-------- Extract

By James El-Mallakh–
Spring break can be a time for college students to relax and forget about school, but it can present dangers. Many well-intentioned students will travel to destinations such as Fort Lauderdale, Daytona Beach or Panama City, Fla. but will come home with an arrest record or a hospital visit.
The dangers that spring break presents to students are well-known, but some universities have been criticized for not doing enough to educate students about how to avoid these risks.
In Panama City, Fla. during spring break of 2011 there were 1,310 arrests total. A study by the American Medical Association found that, “three out of five (women) had friends who had unprotected sex while on a spring break trip and one in five regretted their vacation sexual experiences.” The figures regarding harmful encounters on spring break are well documented and there have been several television specials that spotlight stories of teenagers who have died on spring break while under the influence of some type of drug.
In response to these realities, some universities educate their student body about the dangers that can occur.
The University of Louisville has a web page with spring break safety tips. It addresses things like drunk driving, getting separated from friends, being robbed, sexual assault and avoiding balconies. It does not make any reference to safe sex practices. It alludes to date rape by telling students how to avoid “altered drinks.”
The information on the web page is “borrowed and adapted from the University of Wisconsin–Madison” and was last updated February of 2010.
In contrast, the University of Arizona has an annual spring break safety week. It includes multiple events including the chance to drive a golf cart through a course of orange cones to simulate impaired driving. Programs like UA’s spring break safety week is not common at universities.
Because of the lack of programs or educational opportunities offered by U of L, some fraternity and sorority members take the initiative to teach their peers about potential dangers. One such person is Ali Serrano, a member of Alpha Phi Omega.
“Another brother in the fraternity had actually requested the workshop. At first, I was a little hesitant because we are a dry fraternity, and I didn’t want it to seem that we were endorsing it, but I also realized that this is the real world and people drink,” said Serrano, a sophomore communications major, in an email.
“I hope that all of the members will know how to safely consume alcohol and gain an awareness of what and how much they are actually consuming,” Serrano said. Alpha Phi Omega will be holding their group discussion next week before spring break.
The history of spring break goes back to the 1950’s when Ft. Lauderdale was becoming a travel hotspot. A graduate thesis from the University of South Florida wrote that, “Fort Lauderdale struggled to maintain an image of sophistication while catering to a notoriously raucous but financially lucrative onslaught of teenage spring-breakers. Spring break determined the development of (Fort Lauderdale), and many others in Florida, by influencing municipal law, local industry, and, eventually, the cities’ own senses of identity and public image.”
The conscious intention to make dangerous decisions is almost a part of the culture of spring break. “If it happens, it happens. I don’t plan on it,” said Houston Lundy, a senior physical education major, refering to having passed out after overdrinking. He says he has taken his break in southern hotspots before, where he said he had witnessed his friends being arrested and getting into fights.
“It’s fun. Kids like to have fun, but fun things aren’t always good for you,” said Lundy.
According to a study published in the Journal of Youth and Adolescence, “Nearly one in four students had an understanding that they would get drunk during spring break and five percent had an understanding to have sex with someone new during Spring Break.” The study examined 651 college students, male and female, not all of whom took a spring break to a party destination; only 23 percent of the group sample took a spring break trip with friends.
For student who are going to party destinations, some studies put the number of intentional sex-seeking behavior much higher.
“More men than women intended to have casual sex but similar percentages of men, 15 percent, and women, 13 percent, had actually engaged in casual sex,” a study by the Journal of Sex Research said. The study said a bulk of these intentions were created by social norms expressed through peer groups.
Daniel Johnson is a sophomore CIS major who will be going to Panama this year for his first spring break trip. He says he learned of the dangers that spring break can bring from “watching movies, hearing about it and talking to friends.” He says he is prepared for what may happen but is still concerned. “Knowing about the danger, it makes me concerned for me and for my friends’ safety.”

----------------
-------- Data shown

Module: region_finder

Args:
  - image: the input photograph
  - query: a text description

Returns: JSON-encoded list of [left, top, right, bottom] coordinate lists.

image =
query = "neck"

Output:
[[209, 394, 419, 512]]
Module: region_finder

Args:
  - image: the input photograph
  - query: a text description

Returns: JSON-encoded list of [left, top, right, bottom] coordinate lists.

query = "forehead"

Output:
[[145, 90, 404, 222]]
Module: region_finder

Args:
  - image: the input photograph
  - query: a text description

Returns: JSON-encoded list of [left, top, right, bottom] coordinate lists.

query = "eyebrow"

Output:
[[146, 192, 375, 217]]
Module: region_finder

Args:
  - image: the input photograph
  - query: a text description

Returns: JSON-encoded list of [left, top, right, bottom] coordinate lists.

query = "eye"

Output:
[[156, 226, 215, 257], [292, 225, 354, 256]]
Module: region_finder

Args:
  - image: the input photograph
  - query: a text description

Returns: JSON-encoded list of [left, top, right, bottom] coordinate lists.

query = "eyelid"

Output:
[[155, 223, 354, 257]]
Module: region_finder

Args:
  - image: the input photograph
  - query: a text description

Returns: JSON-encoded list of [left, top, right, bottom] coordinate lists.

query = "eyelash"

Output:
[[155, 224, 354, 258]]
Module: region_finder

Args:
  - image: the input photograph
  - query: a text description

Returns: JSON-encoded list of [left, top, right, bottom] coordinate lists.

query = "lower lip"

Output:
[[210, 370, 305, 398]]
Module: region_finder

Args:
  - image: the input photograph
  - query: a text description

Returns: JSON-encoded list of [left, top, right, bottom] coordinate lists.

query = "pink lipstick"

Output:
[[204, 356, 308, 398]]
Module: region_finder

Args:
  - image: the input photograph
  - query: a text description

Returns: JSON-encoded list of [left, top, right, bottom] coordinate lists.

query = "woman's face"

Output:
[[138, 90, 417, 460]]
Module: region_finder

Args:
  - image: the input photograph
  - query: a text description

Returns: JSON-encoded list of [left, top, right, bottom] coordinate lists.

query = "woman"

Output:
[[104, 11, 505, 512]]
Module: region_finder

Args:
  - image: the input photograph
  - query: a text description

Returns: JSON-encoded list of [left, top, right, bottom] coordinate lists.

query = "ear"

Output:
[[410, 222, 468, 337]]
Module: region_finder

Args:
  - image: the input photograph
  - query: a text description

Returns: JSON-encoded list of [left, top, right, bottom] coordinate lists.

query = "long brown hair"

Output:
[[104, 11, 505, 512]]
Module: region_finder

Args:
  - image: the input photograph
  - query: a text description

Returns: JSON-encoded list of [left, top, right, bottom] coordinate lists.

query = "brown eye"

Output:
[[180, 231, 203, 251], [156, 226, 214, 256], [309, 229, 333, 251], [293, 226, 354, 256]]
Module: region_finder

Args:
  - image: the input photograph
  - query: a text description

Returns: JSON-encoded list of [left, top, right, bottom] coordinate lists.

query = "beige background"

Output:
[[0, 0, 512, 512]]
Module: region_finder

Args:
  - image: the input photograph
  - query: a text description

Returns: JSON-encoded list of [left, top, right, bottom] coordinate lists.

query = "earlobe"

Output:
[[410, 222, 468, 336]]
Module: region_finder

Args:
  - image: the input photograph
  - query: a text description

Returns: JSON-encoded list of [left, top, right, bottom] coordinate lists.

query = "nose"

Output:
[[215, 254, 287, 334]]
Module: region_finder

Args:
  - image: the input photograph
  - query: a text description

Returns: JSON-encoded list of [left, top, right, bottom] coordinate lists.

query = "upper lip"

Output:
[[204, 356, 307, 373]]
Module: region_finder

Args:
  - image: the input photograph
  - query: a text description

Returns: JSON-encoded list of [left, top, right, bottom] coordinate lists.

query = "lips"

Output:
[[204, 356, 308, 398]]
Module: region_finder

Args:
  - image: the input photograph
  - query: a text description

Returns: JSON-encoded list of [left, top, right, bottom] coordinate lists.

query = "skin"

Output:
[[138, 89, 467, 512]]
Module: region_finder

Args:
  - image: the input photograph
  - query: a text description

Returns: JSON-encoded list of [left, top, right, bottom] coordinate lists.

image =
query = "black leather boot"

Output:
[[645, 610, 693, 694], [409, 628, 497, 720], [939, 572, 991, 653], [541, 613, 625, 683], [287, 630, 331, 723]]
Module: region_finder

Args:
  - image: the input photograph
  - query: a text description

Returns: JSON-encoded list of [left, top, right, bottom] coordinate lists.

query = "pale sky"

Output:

----------------

Turn the paragraph of the spring break article that begins "The University of Louisville has a web page" into a short bulleted list that keeps its main facts.

Answer to the problem —
- The University of Louisville has a web page with spring break safety tips.
- It covers drunk driving, getting separated from friends, being robbed, sexual assault and avoiding balconies.
- It says nothing about safe sex practices.
- It hints at date rape by telling students how to avoid "altered drinks."